Activity
Give back the material that follows, identical in every line.
--
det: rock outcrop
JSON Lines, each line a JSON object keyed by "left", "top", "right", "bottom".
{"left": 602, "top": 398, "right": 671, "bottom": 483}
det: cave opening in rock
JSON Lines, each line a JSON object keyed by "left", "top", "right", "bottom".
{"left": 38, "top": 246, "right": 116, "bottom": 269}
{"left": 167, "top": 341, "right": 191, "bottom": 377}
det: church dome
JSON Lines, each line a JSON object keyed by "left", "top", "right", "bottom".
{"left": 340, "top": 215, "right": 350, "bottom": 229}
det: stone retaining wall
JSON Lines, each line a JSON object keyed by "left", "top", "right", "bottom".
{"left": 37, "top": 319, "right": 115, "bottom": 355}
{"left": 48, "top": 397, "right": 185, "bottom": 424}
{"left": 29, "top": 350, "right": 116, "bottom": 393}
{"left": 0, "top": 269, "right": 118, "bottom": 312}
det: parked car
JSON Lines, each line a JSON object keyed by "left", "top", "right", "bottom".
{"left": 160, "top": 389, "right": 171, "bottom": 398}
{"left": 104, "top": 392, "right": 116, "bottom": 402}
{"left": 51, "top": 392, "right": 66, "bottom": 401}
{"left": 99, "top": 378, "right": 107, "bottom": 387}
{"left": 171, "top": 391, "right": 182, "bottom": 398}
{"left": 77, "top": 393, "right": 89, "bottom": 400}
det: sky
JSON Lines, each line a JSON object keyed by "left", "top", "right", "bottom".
--
Completed exercise
det: rock outcrop
JSON Lines, each line a JSON object keyed by "left", "top", "right", "bottom".
{"left": 602, "top": 398, "right": 671, "bottom": 483}
det: cave opening in rock
JSON Lines, each line a JSON object keyed by "left", "top", "right", "bottom".
{"left": 38, "top": 246, "right": 116, "bottom": 269}
{"left": 167, "top": 341, "right": 191, "bottom": 377}
det: church dome
JSON Lines, each line a JSON object keyed by "left", "top", "right", "bottom".
{"left": 340, "top": 215, "right": 350, "bottom": 229}
det: stone retaining wall
JSON Lines, each line a JSON object keyed by "left", "top", "right", "bottom".
{"left": 37, "top": 319, "right": 115, "bottom": 355}
{"left": 48, "top": 397, "right": 185, "bottom": 424}
{"left": 29, "top": 350, "right": 116, "bottom": 393}
{"left": 0, "top": 269, "right": 118, "bottom": 312}
det: parked car
JSON Lines, each line a JSON object keyed by "left", "top", "right", "bottom".
{"left": 160, "top": 389, "right": 171, "bottom": 398}
{"left": 104, "top": 392, "right": 116, "bottom": 402}
{"left": 51, "top": 392, "right": 66, "bottom": 401}
{"left": 99, "top": 378, "right": 107, "bottom": 387}
{"left": 171, "top": 391, "right": 182, "bottom": 398}
{"left": 77, "top": 393, "right": 89, "bottom": 400}
det: sky
JSON Lines, each line a JSON object keyed by "left", "top", "right", "bottom".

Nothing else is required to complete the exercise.